-- STATED GOAL --
Render all the rows below as a Markdown table with an Index column for the row number and a Line column for the text of each line. Omit any blank lines.

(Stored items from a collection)
____________

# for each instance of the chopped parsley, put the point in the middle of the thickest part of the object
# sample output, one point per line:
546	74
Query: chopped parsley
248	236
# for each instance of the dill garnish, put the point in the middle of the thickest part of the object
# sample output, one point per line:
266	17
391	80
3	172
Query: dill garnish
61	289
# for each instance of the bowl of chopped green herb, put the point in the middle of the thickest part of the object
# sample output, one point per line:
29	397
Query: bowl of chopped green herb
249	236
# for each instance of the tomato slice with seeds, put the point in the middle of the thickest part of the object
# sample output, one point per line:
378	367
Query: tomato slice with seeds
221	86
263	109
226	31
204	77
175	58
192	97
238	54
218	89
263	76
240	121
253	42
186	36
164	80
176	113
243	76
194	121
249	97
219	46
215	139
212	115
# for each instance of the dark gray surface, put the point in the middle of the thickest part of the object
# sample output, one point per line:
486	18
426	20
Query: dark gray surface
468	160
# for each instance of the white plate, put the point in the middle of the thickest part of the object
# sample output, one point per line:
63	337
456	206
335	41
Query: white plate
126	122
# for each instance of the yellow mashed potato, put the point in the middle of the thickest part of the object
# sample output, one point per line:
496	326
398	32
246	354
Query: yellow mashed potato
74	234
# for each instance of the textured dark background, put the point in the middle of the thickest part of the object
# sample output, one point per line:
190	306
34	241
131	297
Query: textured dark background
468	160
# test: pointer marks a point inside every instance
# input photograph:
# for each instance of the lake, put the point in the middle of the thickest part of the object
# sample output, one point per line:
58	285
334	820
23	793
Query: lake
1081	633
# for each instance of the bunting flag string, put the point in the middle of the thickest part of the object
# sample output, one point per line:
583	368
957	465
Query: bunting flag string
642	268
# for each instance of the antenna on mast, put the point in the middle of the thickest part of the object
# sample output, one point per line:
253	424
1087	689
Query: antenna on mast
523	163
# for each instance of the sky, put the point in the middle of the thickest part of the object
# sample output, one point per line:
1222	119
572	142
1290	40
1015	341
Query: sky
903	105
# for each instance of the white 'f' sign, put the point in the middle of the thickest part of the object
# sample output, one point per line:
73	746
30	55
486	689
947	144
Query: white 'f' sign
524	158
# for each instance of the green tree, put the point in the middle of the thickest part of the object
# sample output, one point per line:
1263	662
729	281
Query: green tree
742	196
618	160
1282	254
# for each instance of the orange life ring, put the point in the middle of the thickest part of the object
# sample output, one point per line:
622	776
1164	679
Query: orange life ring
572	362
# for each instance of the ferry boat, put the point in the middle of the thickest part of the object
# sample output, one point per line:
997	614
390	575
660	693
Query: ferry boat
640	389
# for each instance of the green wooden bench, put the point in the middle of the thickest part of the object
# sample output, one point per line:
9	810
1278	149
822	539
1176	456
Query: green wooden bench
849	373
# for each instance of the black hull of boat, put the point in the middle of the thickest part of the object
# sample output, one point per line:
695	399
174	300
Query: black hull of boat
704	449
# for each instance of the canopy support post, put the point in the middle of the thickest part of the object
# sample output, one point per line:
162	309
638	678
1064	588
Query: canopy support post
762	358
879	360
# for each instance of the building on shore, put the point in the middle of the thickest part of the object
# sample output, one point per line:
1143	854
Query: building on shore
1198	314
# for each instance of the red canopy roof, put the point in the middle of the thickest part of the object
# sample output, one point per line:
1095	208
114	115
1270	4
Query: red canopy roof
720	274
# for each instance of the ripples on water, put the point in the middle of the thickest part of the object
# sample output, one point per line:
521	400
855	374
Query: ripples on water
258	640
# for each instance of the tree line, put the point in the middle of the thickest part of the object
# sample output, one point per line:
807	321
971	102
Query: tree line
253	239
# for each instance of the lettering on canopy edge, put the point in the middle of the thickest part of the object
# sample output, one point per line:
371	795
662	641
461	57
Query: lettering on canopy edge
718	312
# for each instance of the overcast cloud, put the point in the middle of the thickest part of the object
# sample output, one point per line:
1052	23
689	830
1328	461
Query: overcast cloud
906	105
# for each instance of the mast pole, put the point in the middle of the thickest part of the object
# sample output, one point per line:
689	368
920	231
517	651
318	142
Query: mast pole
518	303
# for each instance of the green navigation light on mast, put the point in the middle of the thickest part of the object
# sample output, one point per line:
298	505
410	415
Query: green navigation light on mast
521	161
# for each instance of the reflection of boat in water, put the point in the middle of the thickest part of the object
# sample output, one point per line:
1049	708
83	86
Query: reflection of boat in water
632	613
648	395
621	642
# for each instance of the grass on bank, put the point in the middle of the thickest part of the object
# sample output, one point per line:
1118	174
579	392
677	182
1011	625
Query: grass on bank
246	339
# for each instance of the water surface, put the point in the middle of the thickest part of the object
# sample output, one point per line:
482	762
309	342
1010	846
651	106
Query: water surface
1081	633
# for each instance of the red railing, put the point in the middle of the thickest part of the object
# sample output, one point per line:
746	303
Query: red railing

____________

-- SOLUTION BELOW --
| Index | Line |
|---|---|
| 1 | # for each instance of the chopped parsley, put the point in the middle of the thickest part of the object |
| 2 | # sample output, one point per line: |
| 3 | 546	74 |
| 4 | Query: chopped parsley |
| 5 | 248	236 |
| 6 | # for each instance of the dill garnish, put the point in the middle of the thickest part of the object |
| 7 | # sample output, one point per line: |
| 8 | 266	17 |
| 9 | 391	80 |
| 10 | 3	172 |
| 11 | Query: dill garnish |
| 12 | 61	289 |
| 13 | # for each instance of the bowl of chopped green herb, put the point in the middle of the thickest part of the object |
| 14 | # sample output, one point per line: |
| 15 | 29	397 |
| 16 | Query: bowl of chopped green herb |
| 17 | 249	236 |
| 18 | # for each instance of the tomato slice with seeds, put the point in the middle of the thickest part of the object |
| 19 | # sample output, one point per line: |
| 20 | 378	367 |
| 21 | Query: tomato slice with seeds |
| 22 | 221	86 |
| 23 | 263	109 |
| 24 | 226	31 |
| 25 | 204	77 |
| 26 | 175	58 |
| 27 | 192	97 |
| 28 | 238	54 |
| 29 | 218	89 |
| 30 | 263	76 |
| 31 | 240	121 |
| 32 | 253	42 |
| 33 | 186	36 |
| 34 | 164	80 |
| 35 | 176	113 |
| 36 | 243	76 |
| 37 | 194	121 |
| 38 | 249	97 |
| 39 | 219	46 |
| 40 | 215	139 |
| 41 | 212	115 |
| 42 | # for each instance of the dark gray surface, put the point in the middle of the thickest part of the object |
| 43 | # sample output, one point per line: |
| 44 | 486	18 |
| 45 | 426	20 |
| 46 | Query: dark gray surface |
| 47 | 468	160 |
| 48 | # for each instance of the white plate, put the point in the middle of the thickest part of the object |
| 49 | # sample output, one point per line: |
| 50 | 63	337 |
| 51 | 456	206 |
| 52 | 335	41 |
| 53 | Query: white plate |
| 54 | 126	122 |
| 55 | # for each instance of the yellow mashed potato, put the point in the middle of the thickest part of the object |
| 56 | # sample output, one point per line: |
| 57 | 496	326 |
| 58 | 398	32 |
| 59 | 246	354 |
| 60 | Query: yellow mashed potato |
| 61 | 74	234 |
| 62 | # for each instance of the textured dark background, put the point in the middle of the thickest part of the object |
| 63 | # sample output, one point per line: |
| 64 | 190	306 |
| 65 | 34	241 |
| 66 | 131	297 |
| 67 | Query: textured dark background |
| 68 | 468	160 |
| 69 | # test: pointer marks a point inside every instance |
| 70 | # input photograph: |
| 71 | # for each instance of the lake, put the point in the middle of the thickest part of the object |
| 72 | # sample output, one point per line: |
| 73 | 58	285 |
| 74 | 334	820 |
| 75 | 23	793 |
| 76 | Query: lake |
| 77 | 1081	633 |
| 78 | # for each instance of the bunting flag string, put the point in the middle of the thickest part of the object |
| 79 | # sample output, one point per line: |
| 80 | 583	368 |
| 81 | 957	465 |
| 82 | Query: bunting flag string |
| 83 | 642	268 |
| 84 | # for each instance of the antenna on mast, put the point in the middle of the thickest part of the object |
| 85 | # sample output, one point per line: |
| 86 | 253	424 |
| 87 | 1087	689 |
| 88 | Query: antenna on mast |
| 89 | 523	163 |
| 90 | # for each instance of the sky, put the point in the middle of the thickest part of the object |
| 91 | # sample output, one point per line: |
| 92 | 1222	119 |
| 93 | 572	142 |
| 94 | 1290	40 |
| 95 | 1015	341 |
| 96 | Query: sky |
| 97 | 903	105 |
| 98 | # for each instance of the white 'f' sign, put the point in the middle of the thickest part of the object |
| 99 | # sample output, one point per line: |
| 100 | 73	746 |
| 101 | 30	55 |
| 102 | 486	689 |
| 103 | 947	144 |
| 104 | Query: white 'f' sign |
| 105 | 524	158 |
| 106 | # for each instance of the green tree, put the point in the middle of the thickest part of the object |
| 107 | # sample output, one point per line: |
| 108 | 1263	662 |
| 109 | 729	281 |
| 110 | Query: green tree |
| 111 | 742	196 |
| 112 | 618	160 |
| 113 | 1282	254 |
| 114 | # for each instance of the orange life ring, put the point in the middle of the thickest part of the object |
| 115 | # sample output, one point per line: |
| 116 | 622	776 |
| 117 | 1164	679 |
| 118 | Query: orange life ring |
| 119 | 572	362 |
| 120 | # for each instance of the ferry boat, put the point in the middle of the thickest part of the object |
| 121 | # sample output, one point per line: |
| 122 | 997	614 |
| 123 | 390	575 |
| 124 | 660	693 |
| 125 | Query: ferry boat |
| 126 | 640	389 |
| 127 | # for each instance of the green wooden bench, put the point in the middle of the thickest part of the object |
| 128 | # sample output, one point per line: |
| 129 | 9	810 |
| 130 | 1278	149 |
| 131 | 822	539 |
| 132 | 1176	456 |
| 133 | Query: green wooden bench |
| 134 | 849	373 |
| 135 | # for each instance of the black hull of boat, put the point in the middle of the thickest part of the object |
| 136 | # sample output, one point per line: |
| 137 | 695	399 |
| 138 | 174	300 |
| 139 | Query: black hull of boat |
| 140 | 704	449 |
| 141 | # for each instance of the canopy support post, put the point in the middle of the thickest part of the object |
| 142 | # sample output, one point per line: |
| 143 | 162	309 |
| 144 | 638	678 |
| 145 | 1064	588 |
| 146 | Query: canopy support post |
| 147 | 762	358 |
| 148 | 879	360 |
| 149 | # for each instance of the building on shore, put the point in the middle of the thickest part of the object |
| 150 | # sample output, one point per line: |
| 151 | 1143	854 |
| 152 | Query: building on shore |
| 153 | 1198	314 |
| 154 | # for each instance of the red canopy roof, put the point in the middle of the thickest part of the object |
| 155 | # sample output, one point per line: |
| 156 | 1095	208 |
| 157 | 114	115 |
| 158 | 1270	4 |
| 159 | Query: red canopy roof |
| 160 | 720	274 |
| 161 | # for each instance of the ripples on water, put the point in the middle of the thickest part of the object |
| 162 | # sample output, one point per line: |
| 163 | 521	400 |
| 164 | 855	374 |
| 165 | Query: ripples on water |
| 166 | 258	640 |
| 167 | # for each instance of the tree line, put the point in the middle of the thickest part of the object |
| 168 | # sample output, one point per line: |
| 169 | 807	321 |
| 170 | 971	102 |
| 171 | Query: tree line |
| 172 | 253	239 |
| 173 | # for each instance of the lettering on canopy edge, put the point in the middle of the thickest part of the object |
| 174 | # sample output, one point per line: |
| 175 | 371	795 |
| 176 | 662	641 |
| 177 | 461	57 |
| 178 | Query: lettering on canopy edge |
| 179 | 718	312 |
| 180 | # for each instance of the overcast cloud, put the point in the middle of the thickest part of the object |
| 181 | # sample output, one point per line: |
| 182 | 1052	23 |
| 183 | 689	830 |
| 184 | 1328	461 |
| 185 | Query: overcast cloud |
| 186 | 906	105 |
| 187 | # for each instance of the mast pole, put the point in the middle of the thickest part of the object |
| 188 | # sample output, one point per line: |
| 189 | 689	368 |
| 190 | 920	231 |
| 191 | 517	651 |
| 192 | 318	142 |
| 193 | Query: mast pole |
| 194 | 518	303 |
| 195 | # for each instance of the green navigation light on mast, put the point in the middle of the thickest part of the object |
| 196 | # sample output, one point per line: |
| 197 | 298	505 |
| 198 | 410	415 |
| 199 | Query: green navigation light on mast |
| 200 | 521	161 |
| 201 | # for each instance of the reflection of boat in water, put the point in the middle of the thickest part of the object |
| 202 | # sample output, one point per line: |
| 203 | 1049	708 |
| 204 | 83	86 |
| 205 | Query: reflection of boat in water |
| 206 | 632	613 |
| 207 | 648	395 |
| 208 | 621	642 |
| 209 | # for each instance of the grass on bank, put the point in the middle of the thickest part of the object |
| 210 | # sample output, one point per line: |
| 211 | 1118	174 |
| 212 | 579	392 |
| 213 | 677	182 |
| 214 | 1011	625 |
| 215 | Query: grass on bank |
| 216 | 246	339 |
| 217 | # for each instance of the water surface, put the point in the middle of the thickest part of the object |
| 218 | # sample output, one point per line: |
| 219 | 482	762 |
| 220 | 309	342 |
| 221 | 1010	846 |
| 222 | 651	106 |
| 223 | Query: water surface |
| 224 | 1081	633 |
| 225 | # for each instance of the red railing, put the point in the middle of the thickest part of the object |
| 226 | # sample output, one point per line: |
| 227 | 746	303 |
| 228 | Query: red railing |